** INFORMATION follows **

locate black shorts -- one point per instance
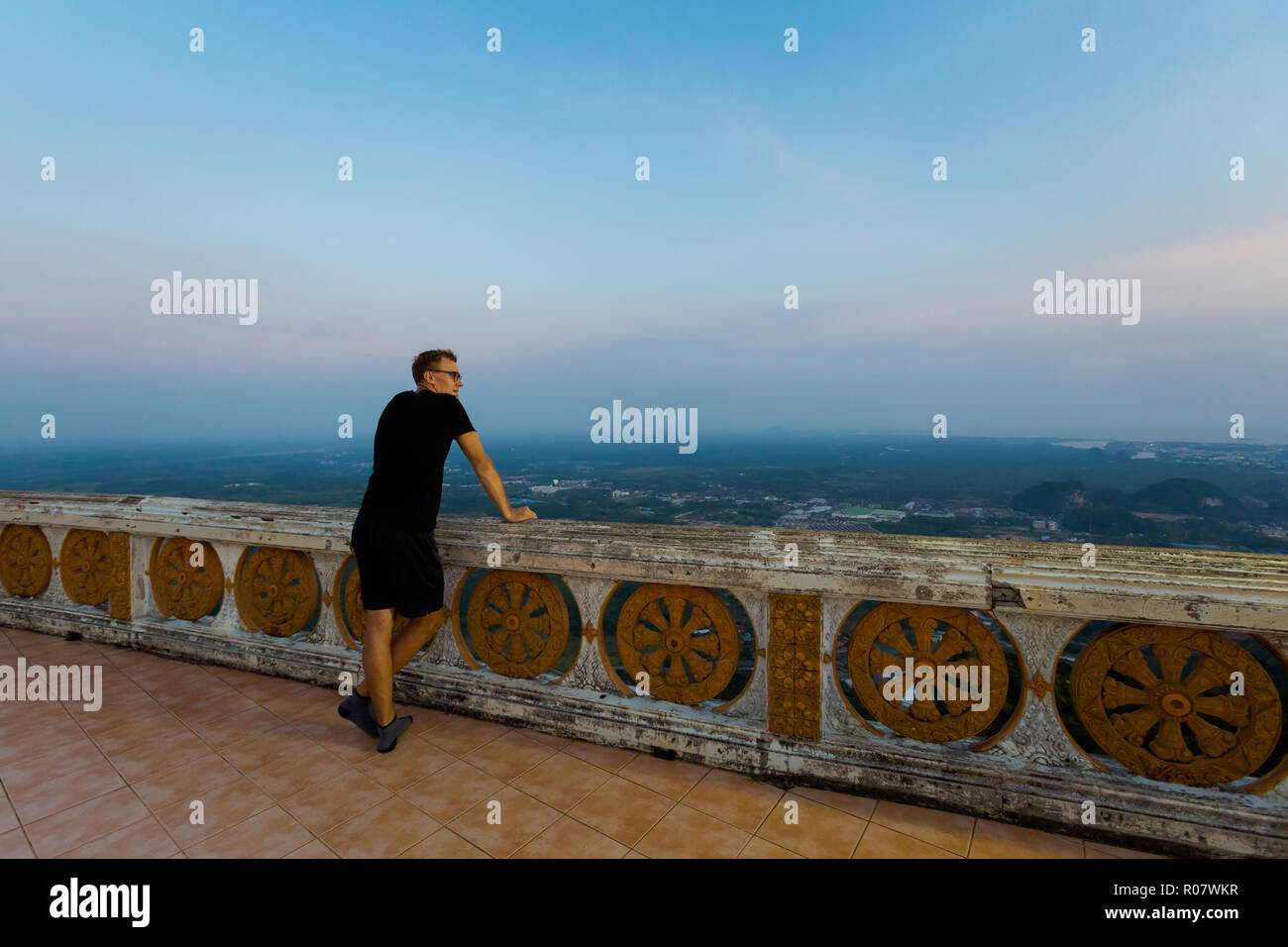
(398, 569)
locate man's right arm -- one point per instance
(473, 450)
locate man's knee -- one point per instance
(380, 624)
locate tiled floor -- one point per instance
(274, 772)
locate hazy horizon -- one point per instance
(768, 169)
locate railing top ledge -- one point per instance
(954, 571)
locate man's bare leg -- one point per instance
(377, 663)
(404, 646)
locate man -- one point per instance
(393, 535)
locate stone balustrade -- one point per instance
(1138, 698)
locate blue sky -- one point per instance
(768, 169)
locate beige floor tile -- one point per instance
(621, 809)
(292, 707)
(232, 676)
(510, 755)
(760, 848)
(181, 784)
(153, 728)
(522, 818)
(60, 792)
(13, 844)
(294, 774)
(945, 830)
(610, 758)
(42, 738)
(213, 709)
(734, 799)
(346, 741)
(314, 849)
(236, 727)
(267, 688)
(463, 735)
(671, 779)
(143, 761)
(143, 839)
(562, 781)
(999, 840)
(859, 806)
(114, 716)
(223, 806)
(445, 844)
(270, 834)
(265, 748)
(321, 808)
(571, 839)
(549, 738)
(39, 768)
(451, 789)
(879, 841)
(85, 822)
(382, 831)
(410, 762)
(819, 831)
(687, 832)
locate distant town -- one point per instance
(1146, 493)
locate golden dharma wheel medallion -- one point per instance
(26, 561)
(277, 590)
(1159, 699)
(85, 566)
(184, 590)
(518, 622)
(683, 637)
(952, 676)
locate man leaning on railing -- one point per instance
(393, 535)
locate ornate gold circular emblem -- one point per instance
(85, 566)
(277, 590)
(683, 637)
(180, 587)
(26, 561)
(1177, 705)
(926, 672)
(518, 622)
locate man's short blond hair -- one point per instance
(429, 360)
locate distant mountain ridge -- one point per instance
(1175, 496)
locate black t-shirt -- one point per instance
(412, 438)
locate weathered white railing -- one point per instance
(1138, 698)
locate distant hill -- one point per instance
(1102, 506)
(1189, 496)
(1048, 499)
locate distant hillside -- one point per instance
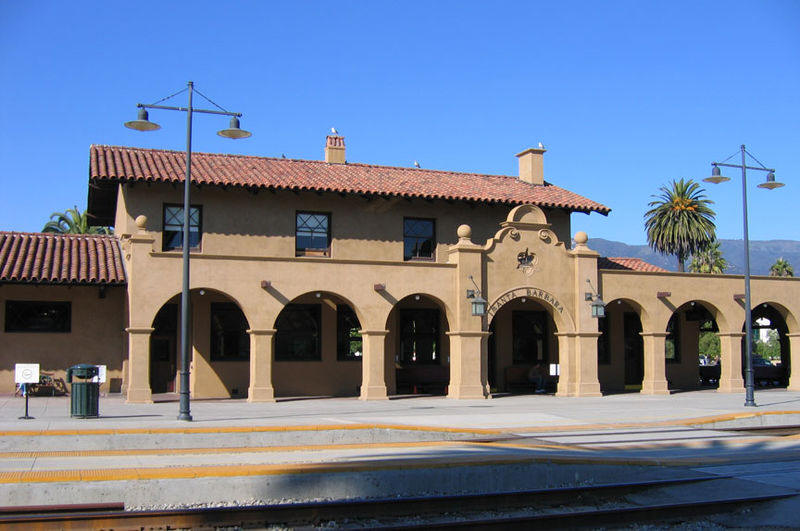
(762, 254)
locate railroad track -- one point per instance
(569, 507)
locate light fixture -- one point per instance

** End of INFORMATION **

### TASK OBJECTIVE
The answer must consist solely of the lines from the line containing "locate man's short" to the end of the data, reproduced exactly, with every picture left out.

### RESPONSE
locate man's short blond hair -- one point per instance
(429, 360)
locate distant mountain ridge -- one point per instance
(1175, 496)
locate black t-shirt -- one point per instance
(412, 438)
locate weathered white railing -- one point per instance
(1138, 698)
locate distant hill -- one point per instance
(1102, 506)
(1189, 496)
(1048, 499)
locate distant hillside -- one point per instance
(762, 254)
locate railroad track -- one point per instance
(569, 507)
locate light fixture -- one point per instance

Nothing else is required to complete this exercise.